* Exercise brief: Check each line of the data for "wooden" and select those that have it.

(Data entries)
━━━━
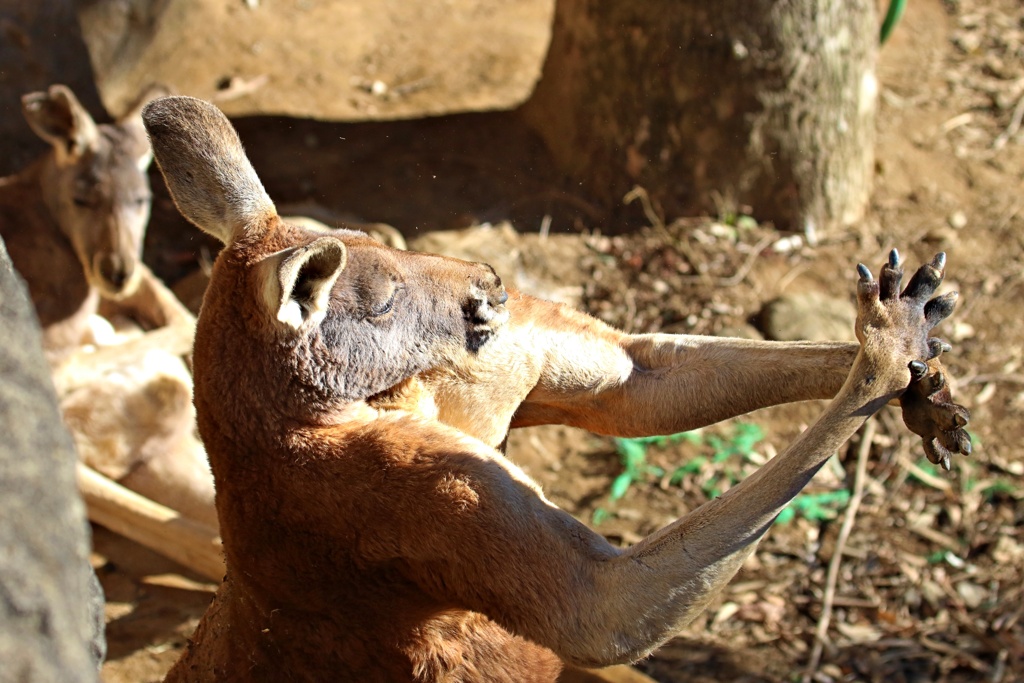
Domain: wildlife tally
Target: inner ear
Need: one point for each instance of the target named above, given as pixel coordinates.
(298, 287)
(58, 118)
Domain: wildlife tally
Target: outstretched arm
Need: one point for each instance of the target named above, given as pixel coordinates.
(497, 546)
(600, 379)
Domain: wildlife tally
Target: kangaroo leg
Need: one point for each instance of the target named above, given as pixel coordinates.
(153, 303)
(568, 589)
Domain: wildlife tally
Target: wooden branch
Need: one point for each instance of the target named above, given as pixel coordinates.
(188, 543)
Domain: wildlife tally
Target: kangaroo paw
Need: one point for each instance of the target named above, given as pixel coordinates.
(894, 326)
(930, 413)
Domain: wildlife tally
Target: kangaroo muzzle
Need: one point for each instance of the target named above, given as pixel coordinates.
(116, 274)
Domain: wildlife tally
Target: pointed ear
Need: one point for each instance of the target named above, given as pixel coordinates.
(297, 282)
(132, 121)
(57, 117)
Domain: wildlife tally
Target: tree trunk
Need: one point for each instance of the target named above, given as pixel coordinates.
(736, 105)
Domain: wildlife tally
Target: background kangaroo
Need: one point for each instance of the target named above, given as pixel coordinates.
(74, 223)
(349, 398)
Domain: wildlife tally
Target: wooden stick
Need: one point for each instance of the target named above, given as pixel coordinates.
(188, 543)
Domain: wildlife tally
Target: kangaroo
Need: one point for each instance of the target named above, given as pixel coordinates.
(74, 223)
(75, 219)
(351, 396)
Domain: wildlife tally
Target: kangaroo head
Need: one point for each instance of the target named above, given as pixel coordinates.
(301, 322)
(95, 185)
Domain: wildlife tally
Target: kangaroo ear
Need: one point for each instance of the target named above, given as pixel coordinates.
(57, 117)
(297, 282)
(131, 122)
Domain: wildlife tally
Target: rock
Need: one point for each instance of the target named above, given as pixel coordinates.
(543, 266)
(40, 45)
(364, 59)
(51, 626)
(809, 316)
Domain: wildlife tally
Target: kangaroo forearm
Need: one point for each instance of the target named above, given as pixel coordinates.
(678, 382)
(666, 581)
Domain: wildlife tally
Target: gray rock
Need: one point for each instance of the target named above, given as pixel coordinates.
(809, 316)
(50, 605)
(355, 60)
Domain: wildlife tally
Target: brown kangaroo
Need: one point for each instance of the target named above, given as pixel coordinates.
(74, 223)
(350, 397)
(74, 220)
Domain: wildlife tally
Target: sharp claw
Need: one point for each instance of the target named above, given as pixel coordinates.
(940, 308)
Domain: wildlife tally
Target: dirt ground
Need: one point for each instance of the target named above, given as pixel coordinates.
(930, 586)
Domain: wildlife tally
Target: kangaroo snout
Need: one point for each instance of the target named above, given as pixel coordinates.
(115, 273)
(484, 308)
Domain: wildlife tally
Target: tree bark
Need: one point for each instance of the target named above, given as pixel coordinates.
(736, 105)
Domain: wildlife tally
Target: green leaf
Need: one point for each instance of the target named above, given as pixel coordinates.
(621, 485)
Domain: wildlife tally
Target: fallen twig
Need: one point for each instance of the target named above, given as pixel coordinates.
(821, 633)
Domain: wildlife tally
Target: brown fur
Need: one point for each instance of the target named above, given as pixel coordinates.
(74, 220)
(74, 223)
(373, 532)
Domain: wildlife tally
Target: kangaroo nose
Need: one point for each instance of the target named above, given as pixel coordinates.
(115, 269)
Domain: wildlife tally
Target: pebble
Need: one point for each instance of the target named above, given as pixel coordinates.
(809, 316)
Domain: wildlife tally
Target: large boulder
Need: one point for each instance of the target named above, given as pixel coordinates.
(40, 44)
(361, 59)
(50, 605)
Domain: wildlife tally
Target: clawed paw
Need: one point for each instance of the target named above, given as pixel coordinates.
(930, 413)
(894, 328)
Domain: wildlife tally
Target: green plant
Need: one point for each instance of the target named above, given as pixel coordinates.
(719, 463)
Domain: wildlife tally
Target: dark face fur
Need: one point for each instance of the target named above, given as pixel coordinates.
(388, 315)
(395, 313)
(103, 206)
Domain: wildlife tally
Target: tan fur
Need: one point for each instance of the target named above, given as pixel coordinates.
(372, 530)
(74, 223)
━━━━
* Solution to this task:
Target: wooden branch
Target: wooden stick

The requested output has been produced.